**Source**:

=======

A shifting national security landscape, and growing recognition that CFIUS's previous authorities were insufficient to address the new landscape, culminated in the Foreign Investment Risk Review Modernization Act of 2018. Full implementation of FIRRMA has not yet occurred, and proposed implementing regulations continue to be revised. But it is already clear that CFIUS has been transformed from a committee of limited jurisdiction with a primarily voluntary process and limited interaction with other nations' investment security regimes, to a committee of expanded jurisdiction with certain mandatory filing requirements and a growing global network of inter-governmental cooperation on investment security matters. 

This fundamental change will affect many new transaction parties and will require careful consideration of CFIUS's jurisdiction in cross-border deals, potentially affecting deal timing, costs, and certainty.


CFIUS Background

CFIUS was established in 1975 as a committee of six US government agencies, chaired by a representative of the Secretary of the Treasury, with the responsibility for monitoring the impact of foreign investment in the U.S. and coordinating investment policy. In 1988, Congress gave the president the ability to review and block certain foreign investments that posed a threat to national security, and the president then delegated the review function to CFIUS. The 1988 legislation established the core characteristics of a CFIUS review: 

  • The standard of review focused exclusively on national security.
  • The scope of review focused narrowly on those foreign investments that were—at the time—the most likely to raise national security concerns. Specifically, CFIUS could only review mergers, acquisitions, and takeovers that could result in foreign "control" of a "U.S. business."
  • The process was primarily voluntary, and did not put either a screen or a bar on investment from any country, or in any sector of the U.S. economy.

These core characteristics allowed the U.S. to maintain its longstanding open investment posture. The last major reforms to CFIUS prior to FIRRMA, in 2007, focused on process and accountability; they did not materially change the standard or scope of CFIUS reviews or expand its jurisdiction beyond transactions that could result in "control" of a "U.S. business."


Shifting National Security Landscape

During the past several years, U.S. lawmakers and other government officials increasingly have expressed concerns about the ability of some foreign investors, particularly (but not exclusively) Chinese investors, to exploit CFIUS's limited jurisdiction by structuring transactions just below the threshold of "control" or by acquiring assets (including real estate) that would not constitute a "U.S. business." 

Such transactions exposed a gap in CFIUS's authorities: These transactions did not fall within the scope of CFIUS review, but nonetheless presented similar national security threats and vulnerabilities. For example, a purchase of real estate that is not a "U.S. business" but that is in close proximity to a sensitive U.S. military facility could provide the foreign buyer an opportunity to surveil sensitive activities at that facility; minority investments (particularly through venture capital and private equity-type structures) might be non-"controlling" but nonetheless provide a foreign investor with access to sensitive information of the target U.S. business.

=======

Image location labeling entries
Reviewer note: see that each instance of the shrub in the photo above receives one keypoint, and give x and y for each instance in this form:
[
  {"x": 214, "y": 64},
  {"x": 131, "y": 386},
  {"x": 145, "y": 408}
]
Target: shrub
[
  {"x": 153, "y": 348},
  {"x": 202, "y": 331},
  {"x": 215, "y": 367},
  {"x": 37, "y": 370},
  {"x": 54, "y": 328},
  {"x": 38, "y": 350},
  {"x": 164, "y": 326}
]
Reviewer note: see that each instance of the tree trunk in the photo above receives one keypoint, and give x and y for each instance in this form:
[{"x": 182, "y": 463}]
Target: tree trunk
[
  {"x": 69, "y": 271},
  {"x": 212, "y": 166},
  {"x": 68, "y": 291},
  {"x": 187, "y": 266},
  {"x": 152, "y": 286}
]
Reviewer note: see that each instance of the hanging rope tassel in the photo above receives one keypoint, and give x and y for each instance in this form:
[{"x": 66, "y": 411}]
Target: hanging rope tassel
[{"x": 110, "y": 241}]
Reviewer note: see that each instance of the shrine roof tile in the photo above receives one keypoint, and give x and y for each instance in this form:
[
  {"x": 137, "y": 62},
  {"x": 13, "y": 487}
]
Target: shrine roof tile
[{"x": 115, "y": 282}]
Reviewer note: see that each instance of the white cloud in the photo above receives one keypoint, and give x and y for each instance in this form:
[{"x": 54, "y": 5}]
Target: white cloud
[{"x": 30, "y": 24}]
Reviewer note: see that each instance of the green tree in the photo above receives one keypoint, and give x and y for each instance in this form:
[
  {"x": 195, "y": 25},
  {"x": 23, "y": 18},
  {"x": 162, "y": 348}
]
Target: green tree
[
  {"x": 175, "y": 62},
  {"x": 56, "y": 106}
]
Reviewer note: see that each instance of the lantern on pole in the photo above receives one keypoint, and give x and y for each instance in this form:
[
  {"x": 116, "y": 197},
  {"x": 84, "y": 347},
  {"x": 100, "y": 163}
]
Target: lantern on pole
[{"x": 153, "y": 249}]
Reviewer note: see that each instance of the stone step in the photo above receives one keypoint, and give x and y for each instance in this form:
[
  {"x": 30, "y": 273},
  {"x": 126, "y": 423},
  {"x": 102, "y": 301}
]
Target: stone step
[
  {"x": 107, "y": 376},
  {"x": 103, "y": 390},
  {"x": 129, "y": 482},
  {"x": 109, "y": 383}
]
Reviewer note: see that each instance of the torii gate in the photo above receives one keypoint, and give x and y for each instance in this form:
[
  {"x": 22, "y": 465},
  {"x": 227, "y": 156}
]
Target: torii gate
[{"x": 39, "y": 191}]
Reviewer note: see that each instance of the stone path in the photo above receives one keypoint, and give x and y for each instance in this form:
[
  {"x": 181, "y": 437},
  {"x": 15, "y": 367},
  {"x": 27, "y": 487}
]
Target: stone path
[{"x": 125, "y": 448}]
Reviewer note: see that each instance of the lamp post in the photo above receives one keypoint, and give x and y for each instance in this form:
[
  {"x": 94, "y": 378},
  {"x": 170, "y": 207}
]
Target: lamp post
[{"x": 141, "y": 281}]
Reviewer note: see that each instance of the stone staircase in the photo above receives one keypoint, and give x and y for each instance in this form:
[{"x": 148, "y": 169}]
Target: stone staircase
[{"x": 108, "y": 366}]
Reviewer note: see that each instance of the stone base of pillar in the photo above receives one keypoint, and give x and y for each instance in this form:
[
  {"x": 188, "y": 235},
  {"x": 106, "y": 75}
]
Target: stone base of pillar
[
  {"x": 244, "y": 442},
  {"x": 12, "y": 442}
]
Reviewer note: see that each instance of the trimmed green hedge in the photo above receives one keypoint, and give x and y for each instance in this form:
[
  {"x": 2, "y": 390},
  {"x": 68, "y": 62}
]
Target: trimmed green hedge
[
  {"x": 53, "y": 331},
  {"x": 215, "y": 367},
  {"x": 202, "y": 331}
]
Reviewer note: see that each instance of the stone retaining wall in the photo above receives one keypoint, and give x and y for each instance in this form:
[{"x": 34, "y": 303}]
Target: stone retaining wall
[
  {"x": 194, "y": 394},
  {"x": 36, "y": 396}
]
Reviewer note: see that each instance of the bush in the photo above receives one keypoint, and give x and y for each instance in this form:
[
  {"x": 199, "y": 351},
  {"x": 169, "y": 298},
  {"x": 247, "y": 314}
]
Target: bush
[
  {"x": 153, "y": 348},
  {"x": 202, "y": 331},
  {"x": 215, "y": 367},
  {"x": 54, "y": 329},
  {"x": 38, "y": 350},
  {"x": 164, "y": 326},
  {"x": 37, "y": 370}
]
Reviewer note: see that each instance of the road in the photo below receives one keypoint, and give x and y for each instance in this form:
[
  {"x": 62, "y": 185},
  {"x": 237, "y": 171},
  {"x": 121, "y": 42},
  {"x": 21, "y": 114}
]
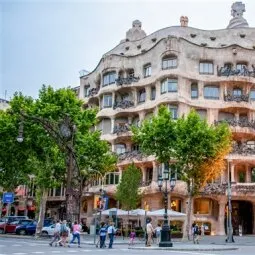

=======

**Problems**:
• a. List every year that the passage on CFIUS mentions.
• b. Resume the passage on CFIUS and foreign investment review from the point where it stops.

**Exercise responses**:
• a. 1975, 1988, 2007, 2018

• b.
At the same time, an increase in foreign government-directed investment, globalization of supply chains, emerging commercial technologies with military applications, and technology-enabled collection of, or access to, massive amounts of sensitive personal data were increasing the number and types of U.S. companies considered to have national security vulnerabilities. These trends made CFIUS reviews more complex, and led to more intensive and lengthy reviews and less certainty for transaction parties.

By early 2017, a bipartisan consensus emerged that new legislation was needed to fill these gaps and modernize the CFIUS process by expanding CFIUS's jurisdiction, requiring mandatory filings for certain transactions, and providing CFIUS with more funding and resources. After false starts, competing proposals, and various iterations, FIRRMA became law in Aug. 2018.


FIRRMA’s Effect on CFIUS

FIRRMA enacts important jurisdictional and process changes to CFIUS.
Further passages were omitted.